[CONSIGNES]:
#1 D'après l'article sur l'expédition de Charles Hedrich, au bout de combien de jours d'expédition a-t-il passé la frontière entre l'Alaska et le Canada ?
#2 Transcrivez fidèlement le passage de l'article sur l'expédition de Charles Hedrich qui s'ouvre sur les mots « Difficile de passer » et se clôt sur « pas sans frissons. ».
#3 Reprenez l'article sur l'expédition de Charles Hedrich au point où il s'interrompt et poursuivez sa rédaction.

***** TEXTE À LIRE

Les frissons de l'Arctique à la rame

Par Figaro Nautisme

Après 50 jours d'expédition, Charles Hedrich a passé la frontière entre l'Alaska et le Canada. Il souhaite devenir le premier rameur à franchir le passage du Nord-Ouest et doit pour cela arriver au Groenland avant le retour des glaces à l'automne

Difficile de passer à côté du moral d'acier de Charles Hedrich, toujours enthousiaste et souriant lorsqu'il raconte ses aventures. Mais au détour d'une phrase, il concède ses difficultés sur une côte inhospitalière à la météo imprévisible. Il l'assure, son été dans les glaces lui a réservé de belles surprises, mais pas sans frissons.

 

Chair de poule en Arctique

 

L'avantage de la rame, c'est que l'embarcation silencieuse n'effraie pas les habitants sauvages des lieux. Charles Hedrich a déjà croisé des troupeaux de rennes, des orques, des bélougas... "C'est hallucinant tout ce qu'on peut voir ! se réjouit le rameur. En voilier, on est davantage pris par le fonctionnement du navire." Le rameur offre également l'opportunité d'effleurer l'eau, à hauteur des mammifères en baignade."Je me souviens d'une rencontre marquante, un jour où la mer était d'huile, nous confie-t-il. Tout était paisible lorsque soudain, une baleine est sortie de l'eau, la tête en l'air, à toucher le bateau. Etait-ce de la curiosité ?" Charles Hedrich se rappelle qu'il pouvait sentir le souffle de ces géantes qui l'entouraient de si près. "Les animaux viennent vers moi, explique-t-il. J'ai ainsi croisé deux énormes morses sur leur bout de glace. Ils me regardaient passer, tranquillement." Un peu plus loin, dans les lagunes, le rameur a également fait face à l'une de ses rares peurs: l'ours blanc. "J'évoluais dans une passe de 80 kilomètres de long avec quelques centimètres de chaque côté du rameur, une seule entrée et une seule sortie, sans beaucoup de visibilité" explique-t-il. Mais à l'unique sortie, une quinzaine d'ours blancs faisaient le guet de chaque côté de la passe. "Je crois qu'il y a beaucoup de phoques qui passent par là ! " Heureusement, les immenses prédateurs ont préféré attendre leurs proies habituelles.

**********
***** DOCUMENTS FOURNIS

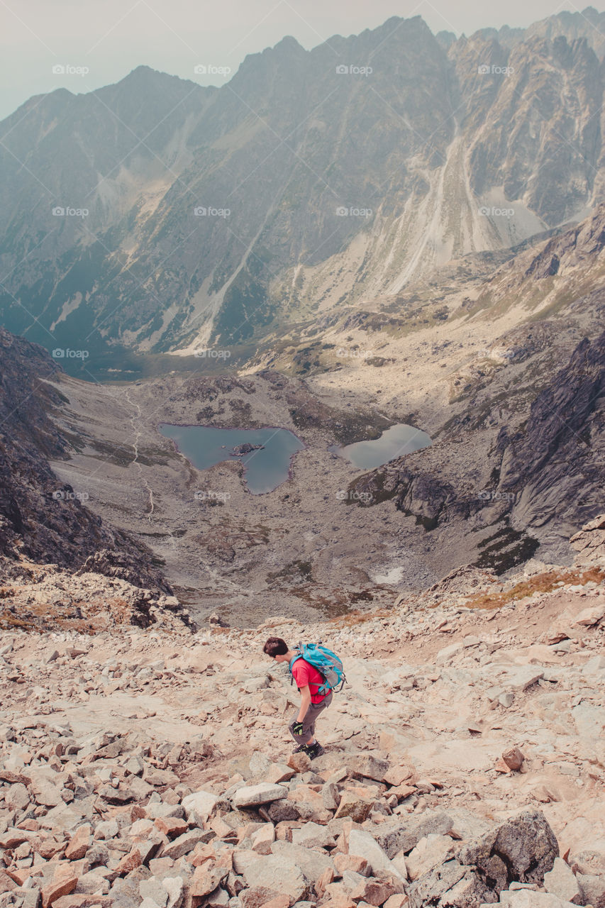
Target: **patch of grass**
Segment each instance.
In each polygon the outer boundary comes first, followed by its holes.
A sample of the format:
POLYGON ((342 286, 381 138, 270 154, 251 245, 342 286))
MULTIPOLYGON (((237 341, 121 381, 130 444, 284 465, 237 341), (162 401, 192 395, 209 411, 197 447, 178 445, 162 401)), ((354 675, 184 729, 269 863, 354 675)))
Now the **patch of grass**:
POLYGON ((575 568, 569 570, 550 570, 521 580, 520 583, 501 593, 478 593, 472 598, 467 599, 468 608, 501 608, 510 602, 522 599, 534 593, 550 593, 559 588, 559 584, 586 584, 593 580, 601 584, 605 581, 605 570, 601 568, 575 568))
POLYGON ((511 527, 502 527, 479 546, 484 550, 474 562, 474 567, 491 568, 496 574, 503 574, 532 558, 540 548, 540 542, 511 527))

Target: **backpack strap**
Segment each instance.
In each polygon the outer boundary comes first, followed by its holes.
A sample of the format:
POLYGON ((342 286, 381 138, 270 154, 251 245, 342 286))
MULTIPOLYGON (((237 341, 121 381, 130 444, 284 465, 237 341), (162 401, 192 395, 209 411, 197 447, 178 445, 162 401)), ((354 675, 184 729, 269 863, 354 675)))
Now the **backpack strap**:
POLYGON ((294 658, 291 659, 290 662, 288 663, 288 668, 290 669, 290 686, 291 687, 292 687, 292 686, 294 683, 294 676, 293 675, 293 672, 292 672, 292 666, 294 665, 294 663, 298 659, 302 659, 302 654, 301 652, 301 646, 300 646, 300 644, 297 646, 297 649, 298 649, 298 656, 295 656, 294 658))

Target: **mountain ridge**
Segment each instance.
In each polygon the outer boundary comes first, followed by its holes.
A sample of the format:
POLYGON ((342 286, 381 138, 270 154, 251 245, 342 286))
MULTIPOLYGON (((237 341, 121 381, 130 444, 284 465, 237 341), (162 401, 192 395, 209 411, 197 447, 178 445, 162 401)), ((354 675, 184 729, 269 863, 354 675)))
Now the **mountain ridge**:
POLYGON ((586 36, 511 49, 471 36, 446 52, 420 16, 396 21, 332 49, 284 39, 220 88, 141 66, 5 121, 7 327, 47 342, 22 303, 93 355, 263 340, 343 300, 405 292, 601 197, 603 80, 586 36), (164 87, 153 107, 150 80, 164 87), (76 111, 95 118, 87 143, 76 111), (59 222, 48 202, 88 214, 59 222), (19 213, 32 209, 35 236, 19 213))

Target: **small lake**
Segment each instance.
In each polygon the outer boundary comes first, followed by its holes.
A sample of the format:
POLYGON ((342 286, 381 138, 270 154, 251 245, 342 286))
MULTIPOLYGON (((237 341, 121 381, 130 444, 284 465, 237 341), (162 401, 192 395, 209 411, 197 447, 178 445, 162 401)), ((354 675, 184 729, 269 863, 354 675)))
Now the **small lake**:
POLYGON ((330 450, 350 460, 355 467, 372 469, 374 467, 382 467, 383 463, 397 457, 410 454, 411 451, 428 448, 431 444, 431 439, 426 432, 414 429, 413 426, 399 423, 383 431, 380 439, 374 439, 372 441, 356 441, 344 448, 333 445, 330 450))
POLYGON ((209 426, 171 426, 161 423, 159 431, 172 439, 179 451, 198 469, 207 469, 223 460, 241 460, 251 492, 262 495, 277 489, 288 479, 290 462, 304 445, 287 429, 213 429, 209 426), (263 445, 233 457, 236 445, 263 445))

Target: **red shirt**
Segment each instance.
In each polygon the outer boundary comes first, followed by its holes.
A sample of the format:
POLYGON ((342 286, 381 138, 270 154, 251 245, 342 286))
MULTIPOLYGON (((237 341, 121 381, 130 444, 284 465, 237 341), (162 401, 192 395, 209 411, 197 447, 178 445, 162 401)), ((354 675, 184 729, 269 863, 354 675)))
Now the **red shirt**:
POLYGON ((299 690, 301 687, 306 687, 309 685, 312 703, 321 703, 328 696, 327 694, 317 693, 318 687, 324 684, 325 679, 316 668, 313 668, 304 659, 296 659, 296 662, 292 666, 292 674, 299 690))

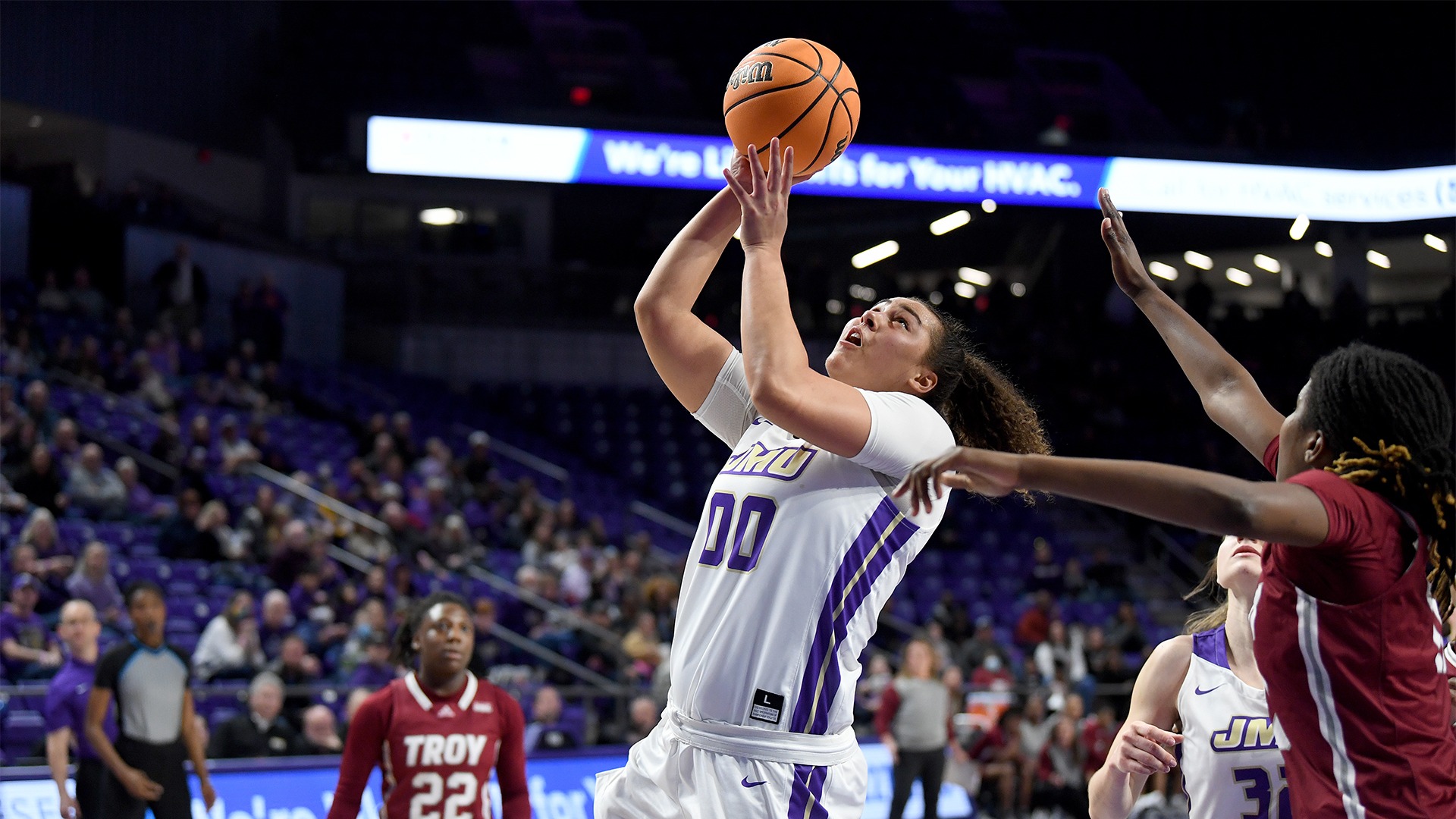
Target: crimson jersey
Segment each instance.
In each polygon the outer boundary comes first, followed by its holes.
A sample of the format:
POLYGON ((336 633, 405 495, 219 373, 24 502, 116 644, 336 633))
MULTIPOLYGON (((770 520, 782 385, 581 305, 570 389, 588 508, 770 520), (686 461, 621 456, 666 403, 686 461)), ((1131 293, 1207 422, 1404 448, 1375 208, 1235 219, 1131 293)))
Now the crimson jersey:
POLYGON ((349 723, 329 819, 357 819, 376 765, 384 774, 380 819, 491 819, 491 768, 504 819, 530 819, 526 718, 510 694, 466 672, 450 697, 424 689, 415 673, 365 700, 349 723))
MULTIPOLYGON (((1267 466, 1277 452, 1275 439, 1267 466)), ((1425 580, 1428 541, 1415 535, 1412 545, 1414 526, 1395 507, 1334 474, 1309 471, 1290 482, 1319 495, 1329 535, 1315 548, 1268 546, 1251 616, 1293 813, 1456 816, 1456 739, 1441 622, 1425 580)))

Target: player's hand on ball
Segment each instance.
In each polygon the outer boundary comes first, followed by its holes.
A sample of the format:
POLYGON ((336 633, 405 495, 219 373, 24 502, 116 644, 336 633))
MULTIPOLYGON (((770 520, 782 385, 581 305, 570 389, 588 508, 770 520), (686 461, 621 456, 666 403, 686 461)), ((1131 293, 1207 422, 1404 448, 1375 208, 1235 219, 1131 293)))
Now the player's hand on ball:
POLYGON ((1112 204, 1112 194, 1107 188, 1098 188, 1096 201, 1102 205, 1102 242, 1112 254, 1112 278, 1117 286, 1133 299, 1156 290, 1158 286, 1147 275, 1143 259, 1137 255, 1137 246, 1127 233, 1127 224, 1123 223, 1123 211, 1112 204))
POLYGON ((734 160, 734 169, 724 169, 728 188, 743 207, 738 240, 744 249, 783 246, 789 229, 789 188, 794 185, 794 147, 779 150, 779 140, 769 141, 769 169, 759 162, 759 149, 748 146, 748 162, 734 160), (738 171, 738 169, 743 171, 738 171), (748 176, 747 184, 741 179, 748 176))
POLYGON ((945 487, 989 497, 1010 494, 1021 484, 1021 456, 957 446, 939 458, 922 461, 895 487, 895 497, 910 497, 910 513, 929 512, 945 487))
POLYGON ((1117 732, 1112 748, 1107 752, 1107 764, 1124 774, 1150 777, 1174 769, 1178 759, 1172 748, 1182 742, 1182 734, 1166 732, 1142 720, 1128 720, 1117 732))

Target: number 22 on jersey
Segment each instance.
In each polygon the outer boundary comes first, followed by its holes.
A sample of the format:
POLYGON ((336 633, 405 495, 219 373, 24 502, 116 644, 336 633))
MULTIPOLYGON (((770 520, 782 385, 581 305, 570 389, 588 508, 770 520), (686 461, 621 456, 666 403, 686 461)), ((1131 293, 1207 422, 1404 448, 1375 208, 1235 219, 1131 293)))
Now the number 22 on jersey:
POLYGON ((779 504, 772 497, 744 495, 738 500, 732 493, 713 493, 708 498, 708 536, 697 563, 716 567, 728 555, 729 571, 753 571, 778 512, 779 504))

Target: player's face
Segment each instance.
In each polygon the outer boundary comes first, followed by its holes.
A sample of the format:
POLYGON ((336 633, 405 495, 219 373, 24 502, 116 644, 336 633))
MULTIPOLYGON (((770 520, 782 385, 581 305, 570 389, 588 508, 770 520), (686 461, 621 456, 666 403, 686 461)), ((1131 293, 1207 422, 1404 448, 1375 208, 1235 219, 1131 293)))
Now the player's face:
POLYGON ((1264 568, 1264 541, 1229 535, 1219 544, 1219 586, 1241 597, 1252 597, 1264 568))
POLYGON ((930 335, 939 322, 925 305, 888 299, 849 319, 824 360, 834 380, 875 392, 910 392, 917 376, 935 375, 925 366, 930 335))
POLYGON ((419 624, 419 662, 437 681, 464 670, 475 651, 475 624, 470 614, 454 603, 435 603, 419 624))

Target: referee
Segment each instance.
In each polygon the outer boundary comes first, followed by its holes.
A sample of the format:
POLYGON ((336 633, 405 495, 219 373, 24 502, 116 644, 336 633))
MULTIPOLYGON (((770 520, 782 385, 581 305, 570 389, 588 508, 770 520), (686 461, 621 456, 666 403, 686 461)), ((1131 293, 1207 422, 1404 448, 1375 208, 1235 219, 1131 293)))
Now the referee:
MULTIPOLYGON (((96 751, 86 742, 86 702, 92 679, 96 676, 96 640, 100 622, 96 609, 86 600, 70 600, 61 606, 61 621, 55 625, 70 657, 45 689, 45 761, 51 778, 61 791, 61 816, 73 812, 87 819, 100 816, 100 788, 106 777, 96 751), (66 758, 76 748, 76 799, 66 791, 66 758)), ((108 720, 106 736, 115 737, 116 727, 108 720)))
POLYGON ((163 641, 167 605, 162 587, 138 580, 127 586, 125 600, 132 634, 102 656, 86 704, 86 739, 111 771, 102 794, 106 819, 143 819, 147 807, 156 819, 191 819, 188 756, 208 810, 217 799, 192 718, 191 666, 182 650, 163 641), (102 724, 112 698, 119 721, 115 745, 102 724))

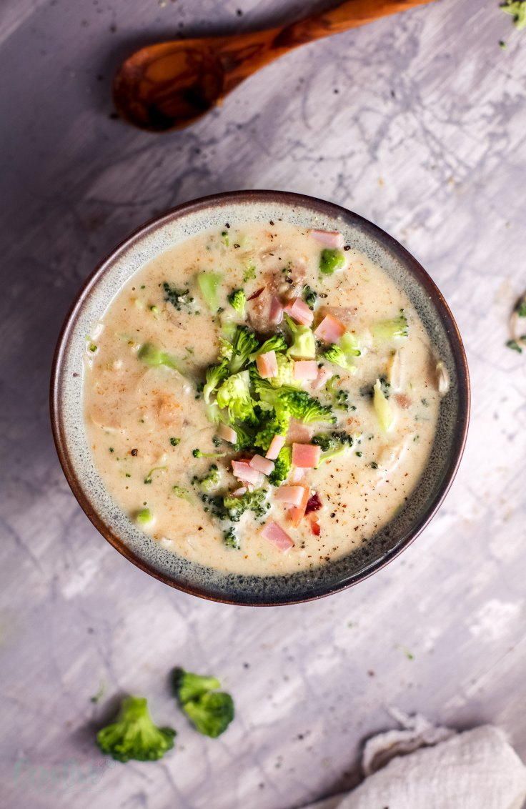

**********

[CORRIGÉS]:
#1 Au bout de 50 jours d'expédition.

#2
Difficile de passer à côté du moral d'acier de Charles Hedrich, toujours enthousiaste et souriant lorsqu'il raconte ses aventures. Mais au détour d'une phrase, il concède ses difficultés sur une côte inhospitalière à la météo imprévisible. Il l'assure, son été dans les glaces lui a réservé de belles surprises, mais pas sans frissons.

#3
 

Météo capricieuse et sueurs froides

 

"On s'arrache les cheveux avec Michel Meulnet, mon routeur, avoue Charles Hedrich par téléphone satellite. La météo est totalement ingérable. Je pense qu'il y a énormément de vents thermiques, liés à la banquise et donc aux variations de température." Après son premier mois de glace, l'aventurier nous confiait qu'il avait l'impression que la météo devenait plus fiable en arrivant dans une zone moins chargée en glace ." Alors quand il y a un coup de vent qu'on a pas vu venir... Je fais avec !" Mais Charles Hedrich sait qu'un gros coup de vent dans une zone chargée en glaces est un danger absolu. "C'est comme des blocs de ciment qui se percutent les uns les autres", précise-t-il en expliquant se sentir donc plus à l'abri dans la lagune. " Je suis toujours étonné de la vitesse à laquelle la glace évolue en mer, poursuit-il. Lors d'un stand-by sur une plage, j'ai vu de la glace partout à minuit. Je me souviens de l'heure car je passais un coup de fil à ce moment-là. Pourtant, quand je suis parti à 10 heures, le passage était relativement dégagé." L'Arctique est une terre de surprises.

 

L'horloge tourne

 

Charles Hedrich doit terminer son périple avant le retour des glaces de l'automne. "On regarde les dates limites pour la fin de l'expédition avec mon routeur Michel Meulnet, explique-t-il. La débâcle était tardive en début d'été donc peut-être que le retour de la banquise arrivera plus tard également. Elle peut se reformer le 20 septembre comme le 15 octobre, c'est très aléatoire. Au pire, je ferai un hivernage... Enfin, je veux dire que mon bateau restera seul en hivernage." Aventurier jusqu'au bout, Charles Hedrich précise toutefois qu'il pourrait rester en Arctique pour passer l'hiver. "C'est faisable, tout est possible. Mais cela tournerait au délire ! " Il reste donc concentré pour avancer le plus possible à l'est et peut déjà se réjouir d'avoir été le premier rameur solo à rallier Wales, Detroit de Béring, à Kaktovik en mer de Beaufort, soit toute la côte du North Slope Borough.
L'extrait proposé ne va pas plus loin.